WHAT TO DO » Write out exactly the lines from the one containing "Q: Point to every instance of the exposed" through the last line of the records below, including both.

Pointing records
--
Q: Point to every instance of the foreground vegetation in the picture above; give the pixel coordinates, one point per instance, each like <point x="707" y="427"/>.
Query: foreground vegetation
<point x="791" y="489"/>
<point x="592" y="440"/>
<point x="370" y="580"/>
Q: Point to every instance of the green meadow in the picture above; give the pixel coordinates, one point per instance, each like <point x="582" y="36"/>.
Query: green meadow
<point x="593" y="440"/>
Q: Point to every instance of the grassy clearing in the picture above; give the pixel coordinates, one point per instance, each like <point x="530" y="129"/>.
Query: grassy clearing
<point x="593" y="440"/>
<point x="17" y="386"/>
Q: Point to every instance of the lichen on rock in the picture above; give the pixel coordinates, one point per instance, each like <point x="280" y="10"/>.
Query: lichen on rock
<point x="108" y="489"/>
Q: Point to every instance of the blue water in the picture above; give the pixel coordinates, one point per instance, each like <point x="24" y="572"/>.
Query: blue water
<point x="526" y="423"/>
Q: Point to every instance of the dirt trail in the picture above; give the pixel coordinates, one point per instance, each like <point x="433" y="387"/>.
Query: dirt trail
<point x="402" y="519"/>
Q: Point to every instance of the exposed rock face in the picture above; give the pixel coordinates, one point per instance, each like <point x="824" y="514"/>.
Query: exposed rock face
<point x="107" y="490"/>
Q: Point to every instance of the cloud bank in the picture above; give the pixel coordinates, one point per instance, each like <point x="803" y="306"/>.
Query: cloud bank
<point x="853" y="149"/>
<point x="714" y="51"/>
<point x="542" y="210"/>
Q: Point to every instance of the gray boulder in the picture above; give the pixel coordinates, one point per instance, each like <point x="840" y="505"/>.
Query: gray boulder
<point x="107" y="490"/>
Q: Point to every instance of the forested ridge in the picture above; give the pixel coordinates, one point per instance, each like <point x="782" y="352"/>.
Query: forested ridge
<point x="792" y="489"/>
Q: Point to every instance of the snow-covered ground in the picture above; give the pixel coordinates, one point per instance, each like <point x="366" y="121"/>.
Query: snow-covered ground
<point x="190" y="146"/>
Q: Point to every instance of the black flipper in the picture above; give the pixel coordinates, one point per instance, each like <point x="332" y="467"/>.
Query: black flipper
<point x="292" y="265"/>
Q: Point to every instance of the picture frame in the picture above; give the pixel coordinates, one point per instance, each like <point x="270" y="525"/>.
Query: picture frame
--
THE COMPLETED TASK »
Q: Point to every instance of the exposed rock face in the picture above; give the pixel coordinates, one point per instance, each like <point x="824" y="514"/>.
Query: exposed rock face
<point x="107" y="490"/>
Q: Point to every instance of the cloud bank in the picture above; give the pixel coordinates, one point per instance, each like <point x="803" y="306"/>.
Query: cloud bank
<point x="853" y="149"/>
<point x="714" y="51"/>
<point x="542" y="210"/>
Q: Point to every instance of the gray boulder in the picture above; give the pixel coordinates, one point per instance, each like <point x="840" y="505"/>.
Query: gray boulder
<point x="107" y="490"/>
Q: Point to every instance of the forested ridge in the picture above; give the pixel coordinates, one point per instance, each like <point x="782" y="352"/>.
Query: forested ridge
<point x="792" y="489"/>
Q: Point to every instance of the snow-covered ground in the picture above; give the pixel coordinates, one point per instance, each like <point x="366" y="121"/>.
Query: snow-covered ground
<point x="190" y="146"/>
Q: Point to every instance of the black flipper in the picture above; give the pixel coordinates, one point per instance, each like <point x="332" y="467"/>.
Query: black flipper
<point x="292" y="265"/>
Q: Point to every instance of the picture frame in the picture above; give the pixel coordinates, one point per instance, each like <point x="270" y="525"/>.
Query: picture frame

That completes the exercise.